(Selected extract)
--- begin ---
F.S. §680.1081 is a parallel unconscionability provision in the UCC’s Lease Article. It contains the same provisions, for lease contracts or clauses of lease contracts, as does §672.302 for contracts or clauses of contracts in general. By the same analysis set forth above with respect to §672.302, FDUTPA’s unconscionability prong should effectively graft FDUTPA’s remedies, excluding those affording monetary recovery to consumers, onto the use of lease contracts or lease contract clauses which are unconscionable under §680.1081.

Another provision in the UCC’s Sales Article, §672.719(3), prohibits unconscionable limitations or exclusions of consequential damages, and provides that limitation of consequential damages for injury to the person in the case of consumer goods is prima facie unconscionable. Here, the clear intent on the face of the provision’s language is nonenforceability of certain contractual remedy clauses. Grafting on a damages remedy would similarly alter the unified UCC scheme, and the analysis set forth above for §§672.302 and 680.1081 would apply here as well.
--- end ---
(Information supplied)
--- begin ---
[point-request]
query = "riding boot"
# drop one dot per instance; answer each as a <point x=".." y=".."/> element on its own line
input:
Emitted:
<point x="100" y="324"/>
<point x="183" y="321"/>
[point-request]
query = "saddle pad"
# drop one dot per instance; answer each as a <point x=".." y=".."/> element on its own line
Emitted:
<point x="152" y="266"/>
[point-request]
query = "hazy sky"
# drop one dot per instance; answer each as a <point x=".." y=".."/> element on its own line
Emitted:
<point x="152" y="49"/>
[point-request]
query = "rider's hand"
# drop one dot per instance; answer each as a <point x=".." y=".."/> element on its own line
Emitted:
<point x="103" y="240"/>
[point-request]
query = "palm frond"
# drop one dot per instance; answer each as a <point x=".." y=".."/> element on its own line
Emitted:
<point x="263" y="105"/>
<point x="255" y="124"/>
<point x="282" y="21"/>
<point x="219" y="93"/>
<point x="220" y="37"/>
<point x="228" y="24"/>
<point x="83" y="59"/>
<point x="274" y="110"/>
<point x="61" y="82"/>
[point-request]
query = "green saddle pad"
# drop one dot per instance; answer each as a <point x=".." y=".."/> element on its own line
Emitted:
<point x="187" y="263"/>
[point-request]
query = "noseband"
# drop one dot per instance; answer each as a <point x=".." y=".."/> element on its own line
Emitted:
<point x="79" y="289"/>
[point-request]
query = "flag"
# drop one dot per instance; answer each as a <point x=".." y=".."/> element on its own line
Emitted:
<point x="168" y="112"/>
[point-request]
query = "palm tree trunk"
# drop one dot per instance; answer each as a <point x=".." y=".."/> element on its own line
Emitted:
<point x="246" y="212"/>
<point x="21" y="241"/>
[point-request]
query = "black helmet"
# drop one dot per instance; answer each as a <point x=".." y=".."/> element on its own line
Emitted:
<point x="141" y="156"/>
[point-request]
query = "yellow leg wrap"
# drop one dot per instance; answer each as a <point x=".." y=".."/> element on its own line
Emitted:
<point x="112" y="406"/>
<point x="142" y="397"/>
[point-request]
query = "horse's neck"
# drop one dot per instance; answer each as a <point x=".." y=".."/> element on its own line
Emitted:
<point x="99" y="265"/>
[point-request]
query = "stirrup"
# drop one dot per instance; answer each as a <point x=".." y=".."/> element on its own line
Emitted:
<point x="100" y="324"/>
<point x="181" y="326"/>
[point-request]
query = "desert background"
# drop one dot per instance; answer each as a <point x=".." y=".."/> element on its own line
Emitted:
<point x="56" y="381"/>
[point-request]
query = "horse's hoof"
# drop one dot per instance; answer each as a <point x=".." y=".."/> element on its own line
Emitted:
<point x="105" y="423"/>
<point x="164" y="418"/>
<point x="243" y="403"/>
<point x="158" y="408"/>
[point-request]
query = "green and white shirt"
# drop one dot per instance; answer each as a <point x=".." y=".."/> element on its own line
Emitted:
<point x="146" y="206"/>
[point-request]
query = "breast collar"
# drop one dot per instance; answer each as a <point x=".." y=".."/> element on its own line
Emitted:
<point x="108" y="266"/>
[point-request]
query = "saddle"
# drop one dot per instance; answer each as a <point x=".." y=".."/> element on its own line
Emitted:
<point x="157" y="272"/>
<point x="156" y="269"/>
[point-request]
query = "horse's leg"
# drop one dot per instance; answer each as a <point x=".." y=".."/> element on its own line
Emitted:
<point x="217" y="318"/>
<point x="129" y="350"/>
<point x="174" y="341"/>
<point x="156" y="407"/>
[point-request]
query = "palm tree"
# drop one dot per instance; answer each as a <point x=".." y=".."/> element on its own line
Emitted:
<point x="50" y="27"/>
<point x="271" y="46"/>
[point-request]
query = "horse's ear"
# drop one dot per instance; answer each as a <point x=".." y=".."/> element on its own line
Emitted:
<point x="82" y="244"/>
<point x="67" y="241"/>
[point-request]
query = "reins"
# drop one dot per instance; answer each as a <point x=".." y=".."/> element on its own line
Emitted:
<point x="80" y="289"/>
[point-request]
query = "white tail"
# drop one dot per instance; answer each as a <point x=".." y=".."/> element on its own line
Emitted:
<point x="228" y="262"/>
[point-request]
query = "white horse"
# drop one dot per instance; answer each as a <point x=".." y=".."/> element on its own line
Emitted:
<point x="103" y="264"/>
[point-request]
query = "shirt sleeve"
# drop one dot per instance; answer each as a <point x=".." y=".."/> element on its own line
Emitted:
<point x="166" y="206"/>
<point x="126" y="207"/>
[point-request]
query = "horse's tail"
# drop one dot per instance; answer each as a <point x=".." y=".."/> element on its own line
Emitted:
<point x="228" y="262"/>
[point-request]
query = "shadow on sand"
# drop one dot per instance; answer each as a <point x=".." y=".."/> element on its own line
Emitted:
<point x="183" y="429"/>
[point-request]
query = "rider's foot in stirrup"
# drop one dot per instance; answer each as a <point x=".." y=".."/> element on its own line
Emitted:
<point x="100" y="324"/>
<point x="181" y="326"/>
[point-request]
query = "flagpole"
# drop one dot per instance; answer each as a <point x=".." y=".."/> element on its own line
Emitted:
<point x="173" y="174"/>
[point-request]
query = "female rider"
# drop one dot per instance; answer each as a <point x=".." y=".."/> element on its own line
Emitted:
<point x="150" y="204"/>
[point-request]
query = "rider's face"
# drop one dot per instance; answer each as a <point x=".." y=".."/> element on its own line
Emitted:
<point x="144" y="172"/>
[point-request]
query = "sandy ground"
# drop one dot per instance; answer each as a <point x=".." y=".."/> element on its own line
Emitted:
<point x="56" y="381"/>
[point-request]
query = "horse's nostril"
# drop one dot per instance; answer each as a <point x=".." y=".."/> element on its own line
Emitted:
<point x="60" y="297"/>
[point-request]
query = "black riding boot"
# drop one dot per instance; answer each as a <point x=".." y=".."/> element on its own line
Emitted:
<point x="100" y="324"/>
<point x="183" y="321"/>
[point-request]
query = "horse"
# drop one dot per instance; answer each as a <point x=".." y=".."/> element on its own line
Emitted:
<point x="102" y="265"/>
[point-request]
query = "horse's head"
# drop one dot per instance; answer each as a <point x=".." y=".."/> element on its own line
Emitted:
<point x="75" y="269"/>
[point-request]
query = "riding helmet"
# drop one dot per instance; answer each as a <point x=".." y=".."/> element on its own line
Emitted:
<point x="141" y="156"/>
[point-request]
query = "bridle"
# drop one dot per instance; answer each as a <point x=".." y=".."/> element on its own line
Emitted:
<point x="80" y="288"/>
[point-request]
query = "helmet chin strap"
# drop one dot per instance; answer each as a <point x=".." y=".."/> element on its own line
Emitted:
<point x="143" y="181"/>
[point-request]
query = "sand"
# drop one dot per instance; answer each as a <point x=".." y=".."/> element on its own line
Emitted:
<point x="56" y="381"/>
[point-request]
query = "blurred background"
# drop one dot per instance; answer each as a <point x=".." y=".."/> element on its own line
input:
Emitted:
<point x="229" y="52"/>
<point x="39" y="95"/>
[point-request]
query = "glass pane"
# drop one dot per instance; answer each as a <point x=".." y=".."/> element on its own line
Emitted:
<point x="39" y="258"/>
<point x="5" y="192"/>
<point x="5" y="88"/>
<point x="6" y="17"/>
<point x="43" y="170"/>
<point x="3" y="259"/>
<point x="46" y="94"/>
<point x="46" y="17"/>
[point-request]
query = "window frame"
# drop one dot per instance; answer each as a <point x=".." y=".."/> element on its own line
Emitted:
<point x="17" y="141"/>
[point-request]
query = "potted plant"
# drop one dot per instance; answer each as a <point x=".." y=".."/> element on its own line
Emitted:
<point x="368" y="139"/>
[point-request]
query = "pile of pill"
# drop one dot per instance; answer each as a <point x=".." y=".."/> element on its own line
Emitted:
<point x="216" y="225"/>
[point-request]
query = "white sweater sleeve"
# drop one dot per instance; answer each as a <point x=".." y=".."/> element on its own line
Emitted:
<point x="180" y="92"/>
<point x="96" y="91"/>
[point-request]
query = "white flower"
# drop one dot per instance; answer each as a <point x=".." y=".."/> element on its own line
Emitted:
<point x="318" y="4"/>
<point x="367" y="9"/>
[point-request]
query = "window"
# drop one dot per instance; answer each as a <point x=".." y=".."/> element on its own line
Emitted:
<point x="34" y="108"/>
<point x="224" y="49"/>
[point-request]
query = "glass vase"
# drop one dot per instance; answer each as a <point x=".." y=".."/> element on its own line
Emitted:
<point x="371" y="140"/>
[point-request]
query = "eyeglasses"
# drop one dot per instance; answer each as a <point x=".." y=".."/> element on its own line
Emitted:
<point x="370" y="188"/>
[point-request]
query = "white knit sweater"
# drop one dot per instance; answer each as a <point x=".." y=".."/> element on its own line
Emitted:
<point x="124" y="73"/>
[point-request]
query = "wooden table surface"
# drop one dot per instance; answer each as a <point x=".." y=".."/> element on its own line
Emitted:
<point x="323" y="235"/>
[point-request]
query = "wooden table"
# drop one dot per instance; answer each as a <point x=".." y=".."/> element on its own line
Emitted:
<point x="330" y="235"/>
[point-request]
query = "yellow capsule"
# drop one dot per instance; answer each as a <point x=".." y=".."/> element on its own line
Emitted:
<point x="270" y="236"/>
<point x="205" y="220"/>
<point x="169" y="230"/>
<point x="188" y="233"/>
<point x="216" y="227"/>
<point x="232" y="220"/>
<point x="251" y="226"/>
--- end ---
(Short task 1)
Please summarize the passage on unconscionability provisions in two sentences.
(Short task 2)
Extract every line of the records that contains the word "green".
The passage on unconscionability provisions and the records were drawn from different sources.

(Answer 1)
F.S. §680.1081 is the UCC Lease Article's parallel to §672.302, so by the same analysis FDUTPA's unconscionability prong should attach FDUTPA's remedies, other than those giving consumers monetary recovery, to lease contracts or clauses that are unconscionable under it. The Sales Article's §672.719(3) prohibits unconscionable limitations or exclusions of consequential damages and makes limiting consequential damages for personal injury with consumer goods prima facie unconscionable, and the same analysis applies to it because adding a damages remedy would alter the unified UCC scheme.

(Answer 2)
query = "green saddle pad"
query = "green and white shirt"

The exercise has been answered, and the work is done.